* _TASK DIRECTIONS_: Once you find the line containing "formatted like [209,247]." in the data below, copy it and each following line exactly, up to and including the line containing "formatted like [3,155].", and nothing else.

* _RECORDS FOR THIS EXERCISE_:
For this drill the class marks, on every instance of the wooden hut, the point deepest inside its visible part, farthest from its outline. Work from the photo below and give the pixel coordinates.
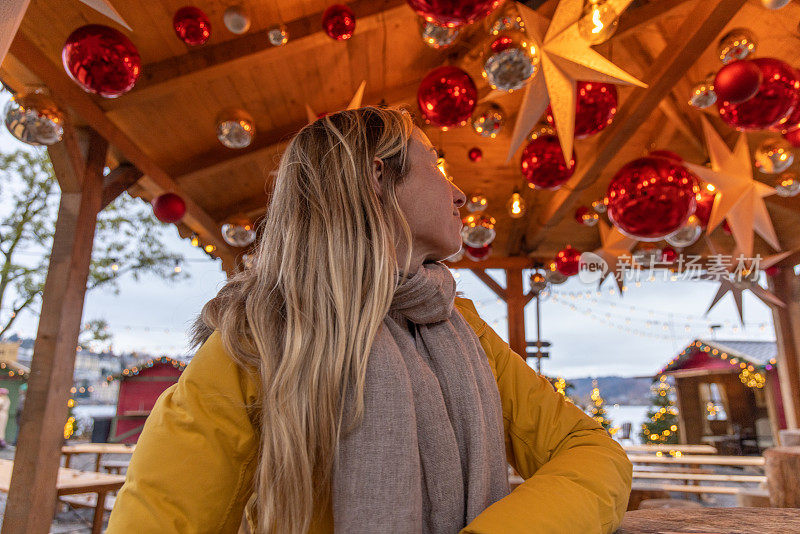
(729, 394)
(161, 136)
(139, 388)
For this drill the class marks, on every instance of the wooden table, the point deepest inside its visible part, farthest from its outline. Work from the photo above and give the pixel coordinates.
(95, 448)
(712, 521)
(72, 481)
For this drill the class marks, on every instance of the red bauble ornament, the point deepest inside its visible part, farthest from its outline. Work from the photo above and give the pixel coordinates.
(772, 104)
(668, 254)
(101, 60)
(447, 97)
(339, 22)
(169, 208)
(568, 261)
(737, 81)
(793, 136)
(192, 25)
(649, 198)
(595, 108)
(475, 154)
(453, 13)
(543, 164)
(704, 201)
(477, 253)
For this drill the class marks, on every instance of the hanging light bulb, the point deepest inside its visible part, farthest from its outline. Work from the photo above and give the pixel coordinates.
(516, 206)
(598, 21)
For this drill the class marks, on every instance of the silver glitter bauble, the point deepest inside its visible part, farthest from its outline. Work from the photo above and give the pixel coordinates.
(774, 155)
(488, 119)
(235, 128)
(478, 230)
(511, 62)
(736, 44)
(278, 36)
(437, 36)
(703, 95)
(34, 119)
(236, 19)
(238, 235)
(686, 235)
(788, 185)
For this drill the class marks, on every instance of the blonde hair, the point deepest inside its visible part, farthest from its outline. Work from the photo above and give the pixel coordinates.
(303, 318)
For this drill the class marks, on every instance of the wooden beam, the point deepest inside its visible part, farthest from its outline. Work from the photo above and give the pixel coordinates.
(487, 279)
(699, 30)
(68, 95)
(208, 62)
(786, 286)
(118, 181)
(32, 494)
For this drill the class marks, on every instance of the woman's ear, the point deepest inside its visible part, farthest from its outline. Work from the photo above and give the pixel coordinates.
(377, 176)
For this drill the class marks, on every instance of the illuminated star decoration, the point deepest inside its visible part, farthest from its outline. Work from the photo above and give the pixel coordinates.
(355, 102)
(614, 245)
(737, 284)
(740, 198)
(566, 57)
(13, 13)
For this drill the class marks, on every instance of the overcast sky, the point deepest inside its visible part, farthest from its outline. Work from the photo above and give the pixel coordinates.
(591, 335)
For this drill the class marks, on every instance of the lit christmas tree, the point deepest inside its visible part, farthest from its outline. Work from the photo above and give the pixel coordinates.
(598, 411)
(663, 424)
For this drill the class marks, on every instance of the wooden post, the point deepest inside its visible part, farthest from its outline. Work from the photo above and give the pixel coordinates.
(515, 302)
(32, 495)
(786, 287)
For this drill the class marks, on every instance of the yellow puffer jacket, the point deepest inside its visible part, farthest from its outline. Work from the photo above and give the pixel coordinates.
(193, 467)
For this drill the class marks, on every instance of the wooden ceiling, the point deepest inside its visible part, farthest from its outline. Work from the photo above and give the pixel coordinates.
(165, 126)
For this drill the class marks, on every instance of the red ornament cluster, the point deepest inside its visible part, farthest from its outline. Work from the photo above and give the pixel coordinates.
(542, 163)
(453, 13)
(447, 97)
(595, 107)
(192, 25)
(339, 22)
(101, 60)
(651, 197)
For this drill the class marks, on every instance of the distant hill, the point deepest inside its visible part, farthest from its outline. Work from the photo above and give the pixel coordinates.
(613, 389)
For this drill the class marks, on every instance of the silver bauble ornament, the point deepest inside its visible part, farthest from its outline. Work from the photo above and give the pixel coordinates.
(238, 235)
(236, 19)
(437, 36)
(488, 119)
(235, 128)
(736, 44)
(774, 155)
(34, 118)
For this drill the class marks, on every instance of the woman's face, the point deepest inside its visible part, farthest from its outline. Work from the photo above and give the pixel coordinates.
(430, 203)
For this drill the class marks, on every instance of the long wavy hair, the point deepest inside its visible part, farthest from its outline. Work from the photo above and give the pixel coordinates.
(302, 319)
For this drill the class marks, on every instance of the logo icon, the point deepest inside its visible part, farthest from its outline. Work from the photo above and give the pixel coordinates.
(592, 268)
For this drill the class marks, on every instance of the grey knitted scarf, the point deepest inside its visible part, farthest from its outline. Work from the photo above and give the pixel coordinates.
(429, 455)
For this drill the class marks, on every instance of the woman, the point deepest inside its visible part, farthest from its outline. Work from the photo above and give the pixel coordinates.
(342, 384)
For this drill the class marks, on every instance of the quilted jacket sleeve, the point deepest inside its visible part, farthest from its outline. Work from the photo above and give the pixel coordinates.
(192, 468)
(577, 478)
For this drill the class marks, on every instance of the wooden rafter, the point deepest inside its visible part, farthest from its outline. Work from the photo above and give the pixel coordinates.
(69, 95)
(698, 31)
(305, 34)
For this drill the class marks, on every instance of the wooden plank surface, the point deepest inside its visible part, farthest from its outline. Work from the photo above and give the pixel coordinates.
(712, 520)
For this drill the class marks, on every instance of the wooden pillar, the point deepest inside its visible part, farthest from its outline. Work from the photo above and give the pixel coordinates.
(786, 286)
(690, 409)
(515, 303)
(32, 496)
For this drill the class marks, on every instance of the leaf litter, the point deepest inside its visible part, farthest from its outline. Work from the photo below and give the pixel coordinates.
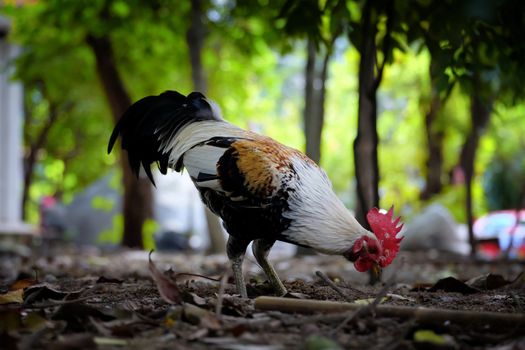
(125, 299)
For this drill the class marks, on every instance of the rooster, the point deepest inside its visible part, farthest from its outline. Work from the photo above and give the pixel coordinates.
(263, 191)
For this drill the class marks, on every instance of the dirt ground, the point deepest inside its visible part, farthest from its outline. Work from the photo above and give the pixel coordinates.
(81, 299)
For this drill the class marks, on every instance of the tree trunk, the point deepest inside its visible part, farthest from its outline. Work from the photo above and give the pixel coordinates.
(480, 111)
(435, 137)
(195, 40)
(137, 206)
(366, 141)
(31, 156)
(315, 90)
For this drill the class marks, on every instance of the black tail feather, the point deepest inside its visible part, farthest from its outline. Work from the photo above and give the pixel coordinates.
(148, 121)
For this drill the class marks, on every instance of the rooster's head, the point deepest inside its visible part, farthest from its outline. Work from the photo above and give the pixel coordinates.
(370, 252)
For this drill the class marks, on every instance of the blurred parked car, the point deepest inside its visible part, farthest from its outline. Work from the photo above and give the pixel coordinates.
(496, 230)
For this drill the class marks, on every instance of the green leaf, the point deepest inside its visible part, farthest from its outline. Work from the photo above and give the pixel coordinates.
(429, 336)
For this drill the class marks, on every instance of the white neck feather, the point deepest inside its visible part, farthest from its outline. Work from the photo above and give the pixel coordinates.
(319, 218)
(195, 133)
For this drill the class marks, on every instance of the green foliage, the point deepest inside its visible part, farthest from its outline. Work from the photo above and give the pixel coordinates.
(112, 235)
(102, 203)
(254, 61)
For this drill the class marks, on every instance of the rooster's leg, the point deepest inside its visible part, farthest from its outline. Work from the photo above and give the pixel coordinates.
(236, 248)
(261, 248)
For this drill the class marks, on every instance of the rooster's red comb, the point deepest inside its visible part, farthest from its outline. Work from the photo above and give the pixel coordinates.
(386, 229)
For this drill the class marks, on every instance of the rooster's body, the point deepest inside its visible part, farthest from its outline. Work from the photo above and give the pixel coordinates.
(263, 191)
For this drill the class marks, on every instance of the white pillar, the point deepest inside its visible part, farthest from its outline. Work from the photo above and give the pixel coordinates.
(11, 115)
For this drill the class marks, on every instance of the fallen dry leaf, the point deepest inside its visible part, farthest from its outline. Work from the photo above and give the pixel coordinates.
(168, 289)
(12, 297)
(22, 283)
(452, 285)
(44, 291)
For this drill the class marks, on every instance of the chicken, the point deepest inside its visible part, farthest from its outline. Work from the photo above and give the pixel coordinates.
(263, 191)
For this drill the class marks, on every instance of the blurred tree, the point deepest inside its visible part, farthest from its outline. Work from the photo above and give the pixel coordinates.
(479, 49)
(137, 201)
(195, 37)
(36, 132)
(504, 180)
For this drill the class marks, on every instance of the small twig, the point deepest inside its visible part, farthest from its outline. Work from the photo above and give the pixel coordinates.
(517, 301)
(177, 275)
(53, 303)
(334, 286)
(367, 309)
(220, 295)
(422, 315)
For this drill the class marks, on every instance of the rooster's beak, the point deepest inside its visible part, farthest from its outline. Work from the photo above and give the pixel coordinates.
(376, 271)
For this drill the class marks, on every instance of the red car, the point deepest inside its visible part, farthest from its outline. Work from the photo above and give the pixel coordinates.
(496, 230)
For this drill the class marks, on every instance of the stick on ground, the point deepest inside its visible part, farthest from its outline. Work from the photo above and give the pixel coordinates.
(419, 314)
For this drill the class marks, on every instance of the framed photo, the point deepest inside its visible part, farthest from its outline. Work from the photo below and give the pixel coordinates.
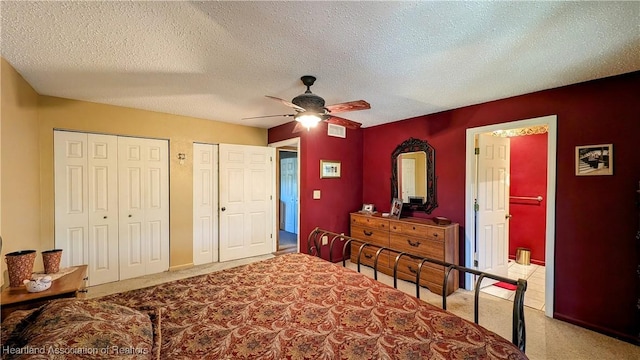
(594, 160)
(396, 208)
(329, 169)
(367, 208)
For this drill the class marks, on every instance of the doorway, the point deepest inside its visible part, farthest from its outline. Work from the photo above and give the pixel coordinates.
(472, 250)
(288, 190)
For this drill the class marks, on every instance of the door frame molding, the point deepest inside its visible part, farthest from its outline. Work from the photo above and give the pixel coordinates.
(293, 142)
(470, 167)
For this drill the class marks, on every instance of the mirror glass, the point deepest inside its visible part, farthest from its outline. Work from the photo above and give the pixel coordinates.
(413, 175)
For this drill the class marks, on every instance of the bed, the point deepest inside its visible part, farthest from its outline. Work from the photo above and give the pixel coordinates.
(294, 306)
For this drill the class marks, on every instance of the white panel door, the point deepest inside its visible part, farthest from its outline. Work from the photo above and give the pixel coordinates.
(246, 201)
(205, 203)
(71, 197)
(103, 208)
(289, 193)
(493, 204)
(143, 183)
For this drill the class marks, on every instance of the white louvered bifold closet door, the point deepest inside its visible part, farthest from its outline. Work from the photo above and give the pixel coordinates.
(88, 204)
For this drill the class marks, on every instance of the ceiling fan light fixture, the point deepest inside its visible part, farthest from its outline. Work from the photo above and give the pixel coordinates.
(308, 119)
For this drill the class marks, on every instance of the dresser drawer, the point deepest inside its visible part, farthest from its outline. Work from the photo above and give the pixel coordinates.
(418, 246)
(418, 230)
(375, 236)
(370, 222)
(368, 256)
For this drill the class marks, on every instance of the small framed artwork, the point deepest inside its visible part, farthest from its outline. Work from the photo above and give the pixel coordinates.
(330, 169)
(594, 160)
(367, 208)
(396, 208)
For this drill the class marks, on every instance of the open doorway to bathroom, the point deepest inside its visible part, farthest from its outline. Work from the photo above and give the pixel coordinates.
(287, 239)
(530, 210)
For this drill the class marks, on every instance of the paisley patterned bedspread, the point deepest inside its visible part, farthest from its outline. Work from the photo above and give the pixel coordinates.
(297, 306)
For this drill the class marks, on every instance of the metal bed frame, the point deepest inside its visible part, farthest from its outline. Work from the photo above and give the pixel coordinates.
(314, 242)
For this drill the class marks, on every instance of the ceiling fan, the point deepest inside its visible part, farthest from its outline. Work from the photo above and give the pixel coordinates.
(310, 109)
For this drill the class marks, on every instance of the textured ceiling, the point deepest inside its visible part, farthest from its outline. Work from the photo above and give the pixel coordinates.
(217, 60)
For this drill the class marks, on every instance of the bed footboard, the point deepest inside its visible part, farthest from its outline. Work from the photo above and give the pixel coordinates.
(518, 324)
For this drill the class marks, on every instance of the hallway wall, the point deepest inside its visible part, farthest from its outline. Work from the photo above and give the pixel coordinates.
(528, 178)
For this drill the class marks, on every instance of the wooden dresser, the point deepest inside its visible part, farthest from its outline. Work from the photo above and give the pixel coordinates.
(417, 236)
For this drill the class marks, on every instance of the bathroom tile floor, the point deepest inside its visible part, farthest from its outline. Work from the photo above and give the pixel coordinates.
(535, 276)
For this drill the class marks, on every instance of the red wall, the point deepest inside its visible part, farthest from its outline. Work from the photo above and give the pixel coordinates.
(596, 216)
(340, 196)
(529, 179)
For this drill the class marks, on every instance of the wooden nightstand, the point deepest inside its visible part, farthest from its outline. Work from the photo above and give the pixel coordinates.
(18, 298)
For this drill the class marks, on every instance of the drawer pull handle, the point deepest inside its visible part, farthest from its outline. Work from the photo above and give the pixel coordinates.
(414, 244)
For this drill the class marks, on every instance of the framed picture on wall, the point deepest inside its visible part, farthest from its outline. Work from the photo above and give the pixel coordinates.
(329, 169)
(367, 208)
(396, 208)
(594, 160)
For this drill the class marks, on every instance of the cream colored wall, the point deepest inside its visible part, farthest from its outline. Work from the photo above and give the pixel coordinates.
(27, 121)
(181, 131)
(20, 174)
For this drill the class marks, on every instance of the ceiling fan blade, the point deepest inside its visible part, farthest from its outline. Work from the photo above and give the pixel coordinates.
(298, 128)
(265, 116)
(288, 103)
(350, 124)
(349, 106)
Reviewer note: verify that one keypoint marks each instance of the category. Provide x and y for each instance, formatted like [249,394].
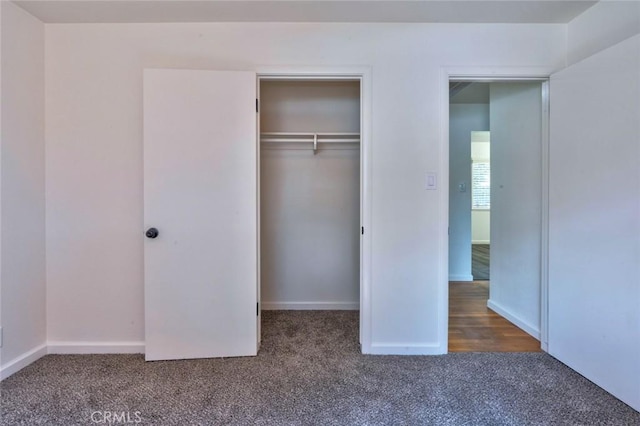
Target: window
[481,185]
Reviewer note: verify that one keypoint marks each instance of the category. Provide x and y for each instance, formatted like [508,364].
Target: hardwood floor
[480,261]
[475,328]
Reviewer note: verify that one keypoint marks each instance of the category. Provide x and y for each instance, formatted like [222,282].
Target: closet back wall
[310,202]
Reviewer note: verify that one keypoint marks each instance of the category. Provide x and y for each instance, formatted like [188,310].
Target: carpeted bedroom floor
[309,372]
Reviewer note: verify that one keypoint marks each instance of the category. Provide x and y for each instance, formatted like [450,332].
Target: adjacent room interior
[495,213]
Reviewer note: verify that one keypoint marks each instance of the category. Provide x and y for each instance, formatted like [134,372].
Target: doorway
[310,197]
[496,162]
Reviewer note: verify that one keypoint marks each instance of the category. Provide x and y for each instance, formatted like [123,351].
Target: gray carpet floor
[309,372]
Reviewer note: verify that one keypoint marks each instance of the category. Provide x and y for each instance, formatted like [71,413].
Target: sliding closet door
[516,202]
[200,194]
[594,219]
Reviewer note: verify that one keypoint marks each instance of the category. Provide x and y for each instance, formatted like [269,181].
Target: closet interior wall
[310,199]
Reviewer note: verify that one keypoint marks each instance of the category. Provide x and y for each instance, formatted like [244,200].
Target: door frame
[489,75]
[363,74]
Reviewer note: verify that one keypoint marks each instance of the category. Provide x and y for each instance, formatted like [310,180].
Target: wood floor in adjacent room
[475,328]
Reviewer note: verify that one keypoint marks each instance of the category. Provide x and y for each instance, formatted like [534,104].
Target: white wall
[463,119]
[94,154]
[606,23]
[22,177]
[594,219]
[310,202]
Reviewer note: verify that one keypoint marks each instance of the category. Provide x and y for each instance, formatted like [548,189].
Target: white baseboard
[514,319]
[85,348]
[461,277]
[310,306]
[404,349]
[22,361]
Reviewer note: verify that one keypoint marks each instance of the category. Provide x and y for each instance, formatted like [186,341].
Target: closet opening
[310,206]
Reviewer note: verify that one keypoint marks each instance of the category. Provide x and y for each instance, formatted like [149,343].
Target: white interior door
[200,192]
[516,202]
[594,219]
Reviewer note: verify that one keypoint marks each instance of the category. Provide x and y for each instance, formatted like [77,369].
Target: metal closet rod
[293,137]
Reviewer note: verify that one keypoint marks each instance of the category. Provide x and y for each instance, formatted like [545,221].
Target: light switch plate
[432,180]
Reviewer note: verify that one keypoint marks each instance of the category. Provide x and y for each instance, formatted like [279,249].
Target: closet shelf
[312,138]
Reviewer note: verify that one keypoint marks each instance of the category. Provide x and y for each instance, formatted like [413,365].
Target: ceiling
[469,93]
[427,11]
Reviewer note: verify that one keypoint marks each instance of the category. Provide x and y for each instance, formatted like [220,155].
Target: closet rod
[292,137]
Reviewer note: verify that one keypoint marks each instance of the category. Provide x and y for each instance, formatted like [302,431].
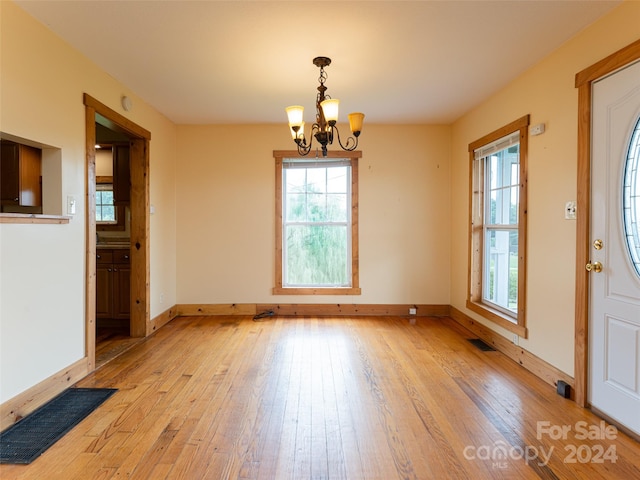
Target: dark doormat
[30,437]
[481,345]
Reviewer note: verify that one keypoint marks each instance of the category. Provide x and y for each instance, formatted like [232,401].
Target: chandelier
[324,129]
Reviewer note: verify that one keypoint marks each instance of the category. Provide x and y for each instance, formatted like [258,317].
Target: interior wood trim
[97,112]
[528,360]
[583,82]
[32,398]
[422,310]
[330,154]
[115,121]
[165,317]
[90,236]
[33,218]
[609,64]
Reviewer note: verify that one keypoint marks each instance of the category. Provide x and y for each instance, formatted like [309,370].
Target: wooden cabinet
[20,175]
[113,284]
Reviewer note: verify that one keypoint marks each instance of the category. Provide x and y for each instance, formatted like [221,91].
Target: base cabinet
[113,284]
[20,178]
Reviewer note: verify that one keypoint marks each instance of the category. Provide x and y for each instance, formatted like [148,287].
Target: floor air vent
[481,345]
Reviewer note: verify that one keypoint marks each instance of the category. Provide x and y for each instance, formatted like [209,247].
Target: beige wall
[547,93]
[42,276]
[226,205]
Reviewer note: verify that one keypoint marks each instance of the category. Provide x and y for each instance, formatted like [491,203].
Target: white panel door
[614,328]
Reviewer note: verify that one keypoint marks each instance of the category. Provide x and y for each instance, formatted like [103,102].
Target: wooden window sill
[33,218]
[498,318]
[316,291]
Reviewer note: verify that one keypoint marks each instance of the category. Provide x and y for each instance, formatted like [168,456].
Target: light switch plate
[71,205]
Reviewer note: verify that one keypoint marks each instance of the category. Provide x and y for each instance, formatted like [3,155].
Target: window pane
[107,197]
[337,208]
[108,213]
[501,268]
[337,180]
[502,187]
[316,255]
[631,198]
[296,209]
[316,207]
[317,180]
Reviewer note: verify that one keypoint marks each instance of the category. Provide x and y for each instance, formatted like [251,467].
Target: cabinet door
[104,291]
[121,291]
[20,175]
[30,176]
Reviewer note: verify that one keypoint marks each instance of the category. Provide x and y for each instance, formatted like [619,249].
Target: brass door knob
[594,267]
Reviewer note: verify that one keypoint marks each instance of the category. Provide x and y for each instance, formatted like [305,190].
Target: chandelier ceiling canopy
[324,130]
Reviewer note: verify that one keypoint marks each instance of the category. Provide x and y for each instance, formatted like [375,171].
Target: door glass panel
[631,198]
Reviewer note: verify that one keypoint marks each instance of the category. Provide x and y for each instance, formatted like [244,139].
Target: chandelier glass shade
[324,130]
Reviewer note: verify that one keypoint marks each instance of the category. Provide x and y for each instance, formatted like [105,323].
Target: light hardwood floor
[323,398]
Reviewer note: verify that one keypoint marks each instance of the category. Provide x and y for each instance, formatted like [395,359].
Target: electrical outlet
[570,211]
[71,205]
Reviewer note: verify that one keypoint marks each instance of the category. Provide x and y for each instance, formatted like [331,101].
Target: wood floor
[312,398]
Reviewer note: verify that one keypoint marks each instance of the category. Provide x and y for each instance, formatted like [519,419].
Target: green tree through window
[316,226]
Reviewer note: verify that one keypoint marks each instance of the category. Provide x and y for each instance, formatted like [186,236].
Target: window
[316,224]
[497,245]
[105,207]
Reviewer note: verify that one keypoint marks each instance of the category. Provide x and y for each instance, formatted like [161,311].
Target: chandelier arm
[351,140]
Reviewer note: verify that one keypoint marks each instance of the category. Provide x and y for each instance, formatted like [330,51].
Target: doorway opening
[117,259]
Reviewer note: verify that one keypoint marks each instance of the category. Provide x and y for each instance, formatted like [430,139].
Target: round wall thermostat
[126,103]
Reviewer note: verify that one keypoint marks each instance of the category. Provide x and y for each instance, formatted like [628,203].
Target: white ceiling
[207,62]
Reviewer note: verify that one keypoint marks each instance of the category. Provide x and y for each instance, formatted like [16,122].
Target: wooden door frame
[583,83]
[140,324]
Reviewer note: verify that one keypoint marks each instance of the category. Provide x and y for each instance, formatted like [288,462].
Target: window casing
[317,224]
[498,206]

* _RESULT OF THIS TASK_:
Reviewer note: verify that one keypoint marks each instance of the category. Provide x and y for each instance, formatted like [209,247].
Target: beige wall
[547,93]
[42,276]
[226,205]
Reviewer note: verify that one keypoint marks each instance of the category. Provide x and y for each instance, formatted like [491,203].
Target: white panel door
[614,328]
Reviewer note: verify that one keypoint marks each instance of the category. Provide x and y for each instance, formatted like [103,102].
Target: wooden window sill
[33,218]
[498,318]
[316,291]
Reviewer note: verify that one keypoint marks each instance of the category. Provide x and y for each instance, formatted like [168,456].
Target: light switch plate
[71,205]
Reviewer note: verify that one keypoint marks each instance of the category. Provide x and y for each instance, formatted like [3,155].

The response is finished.